Source extract:
Junior open-wheel racing championship in the United Kingdom certified by the FIA

The F4 British Championship, officially known as the Wera Tools F4 British Championship certified by FIA for sponsorship reasons and formerly known as MSA Formula in 2015, is a single-seater motorsport series based in the United Kingdom. The series is run to FIA Formula 4 regulations and is administered by Motorsport UK. The championship is designed as a low-cost entrance to car racing, and is aimed at young racing drivers moving up from karting.

The championship replaces the British Formula Ford Championship, and used a chassis produced by Mygale and engines from Ford for seven seasons from 2015 to 2021. With Motorsport UK taking over the organization of the championship from 2022 to 2024, as Ford concluded their involvement, the championship switched to a Tatuus chassis and Abarth engines.

(Region pointing data)
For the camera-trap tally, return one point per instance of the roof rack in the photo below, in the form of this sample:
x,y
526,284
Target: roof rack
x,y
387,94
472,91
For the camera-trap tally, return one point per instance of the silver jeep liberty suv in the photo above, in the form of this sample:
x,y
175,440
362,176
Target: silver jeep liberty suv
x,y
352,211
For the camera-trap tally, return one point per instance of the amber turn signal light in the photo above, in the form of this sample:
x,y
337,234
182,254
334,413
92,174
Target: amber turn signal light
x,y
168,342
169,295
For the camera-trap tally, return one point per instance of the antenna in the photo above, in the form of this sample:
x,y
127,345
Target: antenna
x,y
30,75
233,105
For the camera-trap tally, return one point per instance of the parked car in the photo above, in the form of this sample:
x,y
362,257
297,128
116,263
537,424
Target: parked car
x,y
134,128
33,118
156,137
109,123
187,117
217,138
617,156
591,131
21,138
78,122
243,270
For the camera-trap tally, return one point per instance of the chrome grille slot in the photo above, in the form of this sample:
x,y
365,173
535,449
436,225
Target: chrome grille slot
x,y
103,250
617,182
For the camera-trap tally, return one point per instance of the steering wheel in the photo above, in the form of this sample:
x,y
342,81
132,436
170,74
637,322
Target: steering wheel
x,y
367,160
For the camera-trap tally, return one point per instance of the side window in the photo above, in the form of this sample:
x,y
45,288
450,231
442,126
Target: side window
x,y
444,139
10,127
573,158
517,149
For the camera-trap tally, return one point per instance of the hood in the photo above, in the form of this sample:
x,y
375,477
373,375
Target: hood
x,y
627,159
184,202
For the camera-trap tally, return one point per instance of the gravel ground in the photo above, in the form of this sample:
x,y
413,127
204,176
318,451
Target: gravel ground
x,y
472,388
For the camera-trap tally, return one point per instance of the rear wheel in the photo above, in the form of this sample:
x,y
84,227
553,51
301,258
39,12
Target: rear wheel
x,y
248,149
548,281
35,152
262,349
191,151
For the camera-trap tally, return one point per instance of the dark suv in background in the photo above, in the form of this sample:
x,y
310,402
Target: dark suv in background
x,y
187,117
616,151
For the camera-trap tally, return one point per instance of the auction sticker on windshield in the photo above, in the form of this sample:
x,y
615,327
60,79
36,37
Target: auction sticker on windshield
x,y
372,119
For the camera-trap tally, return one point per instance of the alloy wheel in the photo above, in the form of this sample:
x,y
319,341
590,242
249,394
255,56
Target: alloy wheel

Task instructions:
1. From the text on the F4 British Championship, list every manufacturer it names as supplying the championship's chassis or engines.
2. Carry on the text on the F4 British Championship from its final sentence.

Activity answers:
1. Mygale, Ford, Tatuus, Abarth

2.
The series is part of the TOCA tour, a series of events run alongside the British Touring Car Championship.

== Championship format ==
Each championship event consists of three races. The series is run in support of the BTCC.

Fifteen-year-olds are eligible to compete in the series, after the MSA lowered the age limit for single-seater championships. The winner of the championship will be named the FIA Formula 4 champion, and will be rewarded a test with a top-level regional Formula Three team.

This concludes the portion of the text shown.